## TASK DESCRIPTION
Each line from the one that contains "Confirm that each instance of the woman's long" to the end of the material must be set down exactly, and no line before it.

## Data records

>> Start

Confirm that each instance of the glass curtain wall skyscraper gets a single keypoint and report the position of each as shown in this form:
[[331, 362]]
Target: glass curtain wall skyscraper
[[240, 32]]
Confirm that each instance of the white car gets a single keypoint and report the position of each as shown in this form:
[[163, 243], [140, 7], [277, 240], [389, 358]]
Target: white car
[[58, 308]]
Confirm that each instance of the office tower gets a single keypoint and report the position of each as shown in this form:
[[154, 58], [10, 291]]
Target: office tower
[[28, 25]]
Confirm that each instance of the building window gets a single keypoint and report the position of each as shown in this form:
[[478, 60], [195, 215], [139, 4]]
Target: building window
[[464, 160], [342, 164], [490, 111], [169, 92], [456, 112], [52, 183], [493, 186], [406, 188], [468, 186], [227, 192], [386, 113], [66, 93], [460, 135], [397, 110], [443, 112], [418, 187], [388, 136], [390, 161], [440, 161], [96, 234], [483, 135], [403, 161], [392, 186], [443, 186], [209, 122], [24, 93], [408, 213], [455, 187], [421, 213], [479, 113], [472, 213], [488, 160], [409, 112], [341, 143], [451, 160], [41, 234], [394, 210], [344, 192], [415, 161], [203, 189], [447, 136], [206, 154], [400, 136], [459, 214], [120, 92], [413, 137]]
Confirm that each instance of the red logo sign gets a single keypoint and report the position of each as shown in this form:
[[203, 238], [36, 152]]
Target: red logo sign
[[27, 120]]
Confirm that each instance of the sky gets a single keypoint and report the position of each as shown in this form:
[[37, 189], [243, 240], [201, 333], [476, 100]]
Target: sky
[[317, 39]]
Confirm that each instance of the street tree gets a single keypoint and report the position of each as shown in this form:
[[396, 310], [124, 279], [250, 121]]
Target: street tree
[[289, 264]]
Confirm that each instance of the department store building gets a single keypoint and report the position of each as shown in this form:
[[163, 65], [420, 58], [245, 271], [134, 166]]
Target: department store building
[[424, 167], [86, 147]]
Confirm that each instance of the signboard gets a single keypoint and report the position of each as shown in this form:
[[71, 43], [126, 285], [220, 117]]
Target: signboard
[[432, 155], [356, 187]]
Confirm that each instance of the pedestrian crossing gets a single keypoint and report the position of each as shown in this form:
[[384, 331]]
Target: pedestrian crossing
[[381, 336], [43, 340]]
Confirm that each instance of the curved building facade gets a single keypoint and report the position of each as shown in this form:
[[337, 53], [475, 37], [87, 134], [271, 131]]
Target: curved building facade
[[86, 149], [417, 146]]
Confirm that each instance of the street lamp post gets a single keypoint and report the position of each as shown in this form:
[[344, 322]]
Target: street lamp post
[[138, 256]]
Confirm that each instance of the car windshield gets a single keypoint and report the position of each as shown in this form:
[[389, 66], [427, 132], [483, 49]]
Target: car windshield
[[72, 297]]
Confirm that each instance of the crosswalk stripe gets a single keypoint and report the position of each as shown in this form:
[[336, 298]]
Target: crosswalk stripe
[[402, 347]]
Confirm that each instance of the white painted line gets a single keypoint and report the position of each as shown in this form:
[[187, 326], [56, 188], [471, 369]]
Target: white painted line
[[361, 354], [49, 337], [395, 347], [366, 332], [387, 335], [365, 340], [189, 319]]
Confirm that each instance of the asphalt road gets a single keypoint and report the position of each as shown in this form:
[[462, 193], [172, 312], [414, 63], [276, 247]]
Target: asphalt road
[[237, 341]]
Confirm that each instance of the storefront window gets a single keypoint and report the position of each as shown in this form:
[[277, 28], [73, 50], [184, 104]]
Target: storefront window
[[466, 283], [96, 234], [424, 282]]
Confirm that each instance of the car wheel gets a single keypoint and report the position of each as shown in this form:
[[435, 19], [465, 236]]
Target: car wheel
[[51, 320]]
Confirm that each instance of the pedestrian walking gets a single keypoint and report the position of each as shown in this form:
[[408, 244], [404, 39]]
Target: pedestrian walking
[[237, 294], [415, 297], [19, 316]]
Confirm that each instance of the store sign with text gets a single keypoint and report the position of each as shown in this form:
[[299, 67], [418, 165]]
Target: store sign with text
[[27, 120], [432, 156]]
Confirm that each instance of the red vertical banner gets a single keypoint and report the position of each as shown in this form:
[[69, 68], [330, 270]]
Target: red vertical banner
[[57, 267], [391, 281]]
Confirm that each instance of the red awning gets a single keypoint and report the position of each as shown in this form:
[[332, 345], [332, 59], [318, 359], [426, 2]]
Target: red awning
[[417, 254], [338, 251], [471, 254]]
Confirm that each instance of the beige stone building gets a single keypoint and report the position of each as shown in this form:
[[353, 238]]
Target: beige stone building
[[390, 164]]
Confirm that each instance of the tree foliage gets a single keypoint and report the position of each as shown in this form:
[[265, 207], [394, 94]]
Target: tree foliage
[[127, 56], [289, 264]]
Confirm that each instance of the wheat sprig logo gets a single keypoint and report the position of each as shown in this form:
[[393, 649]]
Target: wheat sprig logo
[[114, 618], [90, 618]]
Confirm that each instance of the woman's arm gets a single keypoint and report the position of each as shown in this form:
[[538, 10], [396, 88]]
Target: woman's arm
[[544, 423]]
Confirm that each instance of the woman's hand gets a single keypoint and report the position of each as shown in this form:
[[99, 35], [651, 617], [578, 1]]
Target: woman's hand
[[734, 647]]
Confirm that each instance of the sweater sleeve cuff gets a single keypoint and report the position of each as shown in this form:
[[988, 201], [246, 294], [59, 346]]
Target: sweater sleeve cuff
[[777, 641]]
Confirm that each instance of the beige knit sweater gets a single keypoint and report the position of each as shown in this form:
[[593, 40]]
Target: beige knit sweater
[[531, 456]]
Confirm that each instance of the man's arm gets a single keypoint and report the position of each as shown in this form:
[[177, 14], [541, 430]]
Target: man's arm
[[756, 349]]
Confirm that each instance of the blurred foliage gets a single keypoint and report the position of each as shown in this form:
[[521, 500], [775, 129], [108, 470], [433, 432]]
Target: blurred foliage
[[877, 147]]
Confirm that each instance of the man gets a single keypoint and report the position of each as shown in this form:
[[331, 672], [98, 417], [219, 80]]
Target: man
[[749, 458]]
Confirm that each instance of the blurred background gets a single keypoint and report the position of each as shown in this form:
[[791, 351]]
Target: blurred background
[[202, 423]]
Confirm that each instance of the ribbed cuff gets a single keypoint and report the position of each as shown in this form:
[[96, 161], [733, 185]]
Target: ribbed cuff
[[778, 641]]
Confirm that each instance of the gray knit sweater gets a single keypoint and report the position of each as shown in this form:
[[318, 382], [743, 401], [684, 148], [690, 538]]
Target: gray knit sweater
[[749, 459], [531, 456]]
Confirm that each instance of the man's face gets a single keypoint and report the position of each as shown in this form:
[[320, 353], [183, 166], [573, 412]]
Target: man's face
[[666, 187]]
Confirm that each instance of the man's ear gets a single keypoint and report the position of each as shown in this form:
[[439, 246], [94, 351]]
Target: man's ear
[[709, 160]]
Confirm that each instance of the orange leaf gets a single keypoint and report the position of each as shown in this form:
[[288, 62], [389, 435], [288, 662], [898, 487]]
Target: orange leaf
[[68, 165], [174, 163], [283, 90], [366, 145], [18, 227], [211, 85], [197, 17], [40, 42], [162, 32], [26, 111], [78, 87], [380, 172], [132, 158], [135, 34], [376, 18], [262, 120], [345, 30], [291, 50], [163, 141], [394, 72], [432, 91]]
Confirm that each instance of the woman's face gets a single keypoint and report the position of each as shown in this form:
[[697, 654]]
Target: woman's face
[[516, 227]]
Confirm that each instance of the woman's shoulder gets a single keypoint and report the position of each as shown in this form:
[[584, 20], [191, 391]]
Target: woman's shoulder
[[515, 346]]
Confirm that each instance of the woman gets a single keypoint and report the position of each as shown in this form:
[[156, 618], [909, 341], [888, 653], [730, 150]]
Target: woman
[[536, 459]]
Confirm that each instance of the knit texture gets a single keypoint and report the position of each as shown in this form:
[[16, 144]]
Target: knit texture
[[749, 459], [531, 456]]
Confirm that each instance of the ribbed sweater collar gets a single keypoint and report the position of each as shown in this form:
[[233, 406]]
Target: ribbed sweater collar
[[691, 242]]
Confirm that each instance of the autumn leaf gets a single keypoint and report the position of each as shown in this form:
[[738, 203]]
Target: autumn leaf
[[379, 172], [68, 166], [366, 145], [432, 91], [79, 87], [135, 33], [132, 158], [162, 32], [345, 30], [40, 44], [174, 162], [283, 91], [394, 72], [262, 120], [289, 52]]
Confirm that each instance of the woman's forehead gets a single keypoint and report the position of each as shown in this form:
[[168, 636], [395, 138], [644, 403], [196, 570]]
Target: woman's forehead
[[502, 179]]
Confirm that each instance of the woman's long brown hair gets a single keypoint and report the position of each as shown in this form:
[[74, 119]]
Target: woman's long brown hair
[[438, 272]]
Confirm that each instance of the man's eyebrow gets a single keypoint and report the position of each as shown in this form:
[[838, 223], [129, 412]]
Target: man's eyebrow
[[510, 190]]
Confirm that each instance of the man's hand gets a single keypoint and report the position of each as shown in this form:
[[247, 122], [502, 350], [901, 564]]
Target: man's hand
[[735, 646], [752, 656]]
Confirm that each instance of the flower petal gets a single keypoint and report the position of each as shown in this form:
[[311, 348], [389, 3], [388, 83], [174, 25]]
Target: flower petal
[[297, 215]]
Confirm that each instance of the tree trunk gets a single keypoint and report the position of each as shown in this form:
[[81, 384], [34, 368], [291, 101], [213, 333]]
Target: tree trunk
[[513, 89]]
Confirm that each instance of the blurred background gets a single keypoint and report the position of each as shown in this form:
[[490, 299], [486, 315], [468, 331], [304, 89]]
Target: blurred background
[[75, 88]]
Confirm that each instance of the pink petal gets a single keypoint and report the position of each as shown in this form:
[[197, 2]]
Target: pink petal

>> End

## REPLY
Confirm that each instance of the woman's long brown hair gets a single keypoint and report the position of each as shown in this form:
[[74, 119]]
Target: woman's long brown hair
[[438, 272]]
Confirm that each instance of the man's eyebrow gets a single keypoint and report the position of each as shown in this form:
[[838, 223], [129, 412]]
Target: man's eyebrow
[[510, 190]]
Confirm that each instance of the man's hand gets a single keypoint and report the position of each as shown in this form:
[[247, 122], [502, 350], [901, 564]]
Target: man's hand
[[735, 646], [752, 656]]
Confirm that each instance of the flower petal gets a single keypoint and report the position of each as shown in this form:
[[311, 348], [389, 3], [388, 83], [174, 25]]
Target: flower petal
[[297, 215]]
Confirm that each instance of the tree trunk gets a single keypoint and report the position of each as shown in this form:
[[81, 384], [34, 368], [291, 101], [213, 333]]
Target: tree trunk
[[513, 89]]
Confirm that each instance of the blurred background gets a single keypoint and report the position of each as shown in this form:
[[490, 299], [486, 315], [468, 331], [304, 89]]
Target: blurred background
[[75, 88]]
Confirm that each instance of the pink petal gets a single keypoint and report the position of each as shown in this form:
[[197, 2]]
Target: pink petal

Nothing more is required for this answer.